ПРЕДЛОЖЕННЫЙ ТЕКСТ>
####

Социальная озабоченность и приверженность к конкретно-историческому обоснованию, свойственные даже английскому постструктурализму (ср. французский с его пылкой страстью очищения означающих от всяких следов означаемого), — это и есть непременные качества реализма, который в английских условиях получал поддержку, как видим, даже со стороны авангарда. Так естественным образом в этих условиях формировался художественный синтез, без особенного труда происходило объединение реалистического тезиса с постмодернистским антитезисом — в искусстве высокой пробы, в романе, привлекающем ныне всеобщий интерес.

Не во Франции, а в Англии появился роман, в котором есть и типический характер, и типические обстоятельства, — образ постмодерниста в постмодернистскую эпоху. Герой романа Малькольма Брэдбери «Профессор Криминале» (1992) — современный Протей, маска с невнятным и переменчивым содержанием, но блестящей внешностью знаменитого философа и любимца женщин. Профессор доносит до своей аудитории истины постмодернизма, рассуждает «о смерти субъекта, о закате метаповествований, об исчезновении личности во времена, когда везде и всюду симулякры» — но все это пустопорожняя болтовня на модные темы, которой предается распутник и агент госбезопасности.

Таков и мир, такова эпоха — Криминале «родился среди хаоса, жил среди хаоса» и воплощением хаоса сам стал. Воплощением «потребительской цивилизации», когда «вокруг всего полно и в то же время убедительно пусто», когда «половина человечества либо голодает, либо воюет, а... вторая половина шляется по магазинам».

В структуре романа Брэдбери при желании можно разыскать подобие постмодернистских ризом, роман возможно прочитать как своеобразный акт деконструкции, поскольку тот, кто получил имя Криминале, воссоздается путем распутывания, разборки, прояснения пустот, неясностей, противоречий, мифов, слухов. Но, в отличие от деконструктивистских разборок, за этим именем — не пустота, лишенная определенного значения, но тип, характерное социальное явление, объект сатирического изобличения.

Совершенно справедлив вывод: «На современном историко-литературном этапе именно сочетание социальной проблематики, т.е. реальности, с традицией и фантазией, игрой воображения, эксцентриадой... выводит английский роман из состояния тихого скромного существования на периферии в первый ряд — на мировую орбиту».

Подобное сочетание без труда угадывается и в литературе США: «Еще раз подтвердилась закономерность, которая прослеживается на протяжении всей истории модернистской литературы в Америке, — ее более стойкая, сравнительно с европейскими модернистскими школами, приверженность «родной почве», проблематике, актуальной для американского общества». Это касается даже козырных карт постмодернизма США, романа Дж. Барта «Плавучая Опера» (1956) — «самого сатирического из произведений Барта, в нем созданы запоминающиеся картины быта американской провинции».

####

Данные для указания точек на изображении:

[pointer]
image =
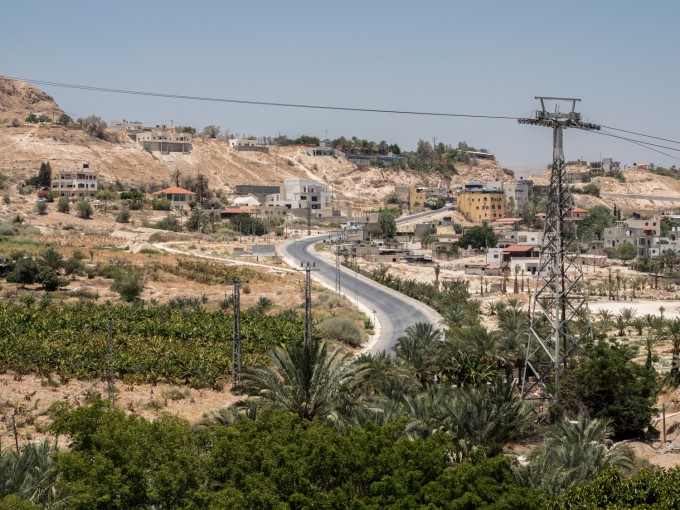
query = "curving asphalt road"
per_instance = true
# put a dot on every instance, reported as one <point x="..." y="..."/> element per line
<point x="394" y="312"/>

####

ЧТО НУЖНО СДЕЛАТЬ>
Какой роман Дж. Барта в тексте об английском и американском романе назван самым сатирическим из его произведений?

ГОТОВЫЙ ОТВЕТ>
«Плавучая Опера» (1956).